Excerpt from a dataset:
※ ※ ※
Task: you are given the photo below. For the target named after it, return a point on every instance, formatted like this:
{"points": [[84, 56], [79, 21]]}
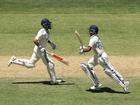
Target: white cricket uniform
{"points": [[42, 37], [101, 58]]}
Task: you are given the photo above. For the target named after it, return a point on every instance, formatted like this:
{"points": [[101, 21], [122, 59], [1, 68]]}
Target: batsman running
{"points": [[101, 58], [40, 41]]}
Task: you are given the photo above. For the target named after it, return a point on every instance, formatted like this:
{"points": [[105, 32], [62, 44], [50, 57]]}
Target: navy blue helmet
{"points": [[46, 23], [93, 29]]}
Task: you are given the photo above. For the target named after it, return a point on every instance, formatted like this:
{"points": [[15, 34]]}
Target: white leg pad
{"points": [[89, 73]]}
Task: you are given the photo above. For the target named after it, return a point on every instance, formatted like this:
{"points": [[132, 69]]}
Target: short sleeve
{"points": [[92, 41]]}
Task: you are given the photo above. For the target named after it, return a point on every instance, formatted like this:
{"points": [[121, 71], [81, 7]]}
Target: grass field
{"points": [[119, 23]]}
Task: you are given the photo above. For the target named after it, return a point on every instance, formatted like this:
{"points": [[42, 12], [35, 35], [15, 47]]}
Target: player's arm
{"points": [[52, 44], [87, 49], [36, 42]]}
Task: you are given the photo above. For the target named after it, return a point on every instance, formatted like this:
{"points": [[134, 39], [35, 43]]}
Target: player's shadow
{"points": [[43, 82], [107, 90]]}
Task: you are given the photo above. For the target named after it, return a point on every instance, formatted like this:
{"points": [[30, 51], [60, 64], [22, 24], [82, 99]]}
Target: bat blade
{"points": [[79, 37], [59, 58]]}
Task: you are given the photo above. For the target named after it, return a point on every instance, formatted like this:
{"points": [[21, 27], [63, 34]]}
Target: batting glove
{"points": [[82, 49], [53, 46], [42, 49]]}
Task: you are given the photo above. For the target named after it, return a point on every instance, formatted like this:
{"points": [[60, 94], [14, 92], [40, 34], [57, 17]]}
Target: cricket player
{"points": [[40, 41], [101, 58]]}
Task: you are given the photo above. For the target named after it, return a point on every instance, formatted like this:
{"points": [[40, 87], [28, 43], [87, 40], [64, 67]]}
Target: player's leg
{"points": [[51, 69], [88, 70], [110, 71], [24, 62]]}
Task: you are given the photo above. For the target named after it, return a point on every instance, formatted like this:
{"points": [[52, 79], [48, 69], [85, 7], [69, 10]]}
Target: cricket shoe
{"points": [[58, 81], [125, 88], [11, 60], [96, 87]]}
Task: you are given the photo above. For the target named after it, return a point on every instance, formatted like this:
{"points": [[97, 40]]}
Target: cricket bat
{"points": [[58, 58], [79, 37]]}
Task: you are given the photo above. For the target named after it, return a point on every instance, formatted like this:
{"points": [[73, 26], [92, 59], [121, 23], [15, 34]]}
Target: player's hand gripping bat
{"points": [[79, 38], [57, 57]]}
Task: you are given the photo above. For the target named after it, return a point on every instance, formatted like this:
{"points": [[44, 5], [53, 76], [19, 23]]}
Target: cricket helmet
{"points": [[46, 23], [93, 29]]}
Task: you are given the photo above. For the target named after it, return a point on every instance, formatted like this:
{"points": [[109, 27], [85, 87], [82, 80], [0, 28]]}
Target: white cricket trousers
{"points": [[108, 68], [37, 54]]}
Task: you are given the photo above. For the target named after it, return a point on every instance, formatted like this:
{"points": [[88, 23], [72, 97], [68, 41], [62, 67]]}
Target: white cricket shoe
{"points": [[96, 87], [125, 88], [11, 60]]}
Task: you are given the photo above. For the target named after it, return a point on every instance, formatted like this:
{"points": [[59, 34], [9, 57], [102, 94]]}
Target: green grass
{"points": [[70, 6], [73, 92], [119, 32]]}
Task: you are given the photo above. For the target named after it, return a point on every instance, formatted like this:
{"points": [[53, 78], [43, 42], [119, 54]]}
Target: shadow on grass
{"points": [[43, 82], [107, 90]]}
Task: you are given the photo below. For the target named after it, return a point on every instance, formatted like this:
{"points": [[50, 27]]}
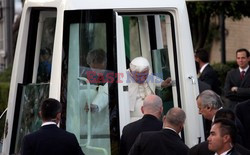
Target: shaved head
{"points": [[152, 105]]}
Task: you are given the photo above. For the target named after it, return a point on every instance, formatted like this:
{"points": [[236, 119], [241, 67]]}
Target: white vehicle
{"points": [[54, 39]]}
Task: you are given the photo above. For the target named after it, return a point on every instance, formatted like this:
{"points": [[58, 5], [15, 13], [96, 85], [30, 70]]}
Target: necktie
{"points": [[242, 75]]}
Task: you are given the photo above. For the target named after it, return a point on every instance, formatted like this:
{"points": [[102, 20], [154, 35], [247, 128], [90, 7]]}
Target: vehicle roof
{"points": [[106, 4]]}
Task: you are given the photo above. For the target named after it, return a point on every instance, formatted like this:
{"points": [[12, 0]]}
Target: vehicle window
{"points": [[88, 82], [35, 86]]}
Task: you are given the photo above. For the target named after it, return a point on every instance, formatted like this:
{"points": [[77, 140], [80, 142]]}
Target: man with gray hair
{"points": [[166, 141], [152, 110], [141, 84], [208, 103]]}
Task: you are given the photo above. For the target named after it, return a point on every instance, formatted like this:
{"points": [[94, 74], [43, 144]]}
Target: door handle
{"points": [[192, 78]]}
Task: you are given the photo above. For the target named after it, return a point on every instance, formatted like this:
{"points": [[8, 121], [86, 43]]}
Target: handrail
{"points": [[87, 144], [3, 113]]}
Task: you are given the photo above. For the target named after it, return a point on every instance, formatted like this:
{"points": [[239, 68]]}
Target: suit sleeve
※ ※ ※
• _PROBLEM STATEMENT_
List every line of the material above that contains the string "grass", matching case exactly.

• _FULL RESPONSE_
Target: grass field
Target: green grass
Target: shadow on grass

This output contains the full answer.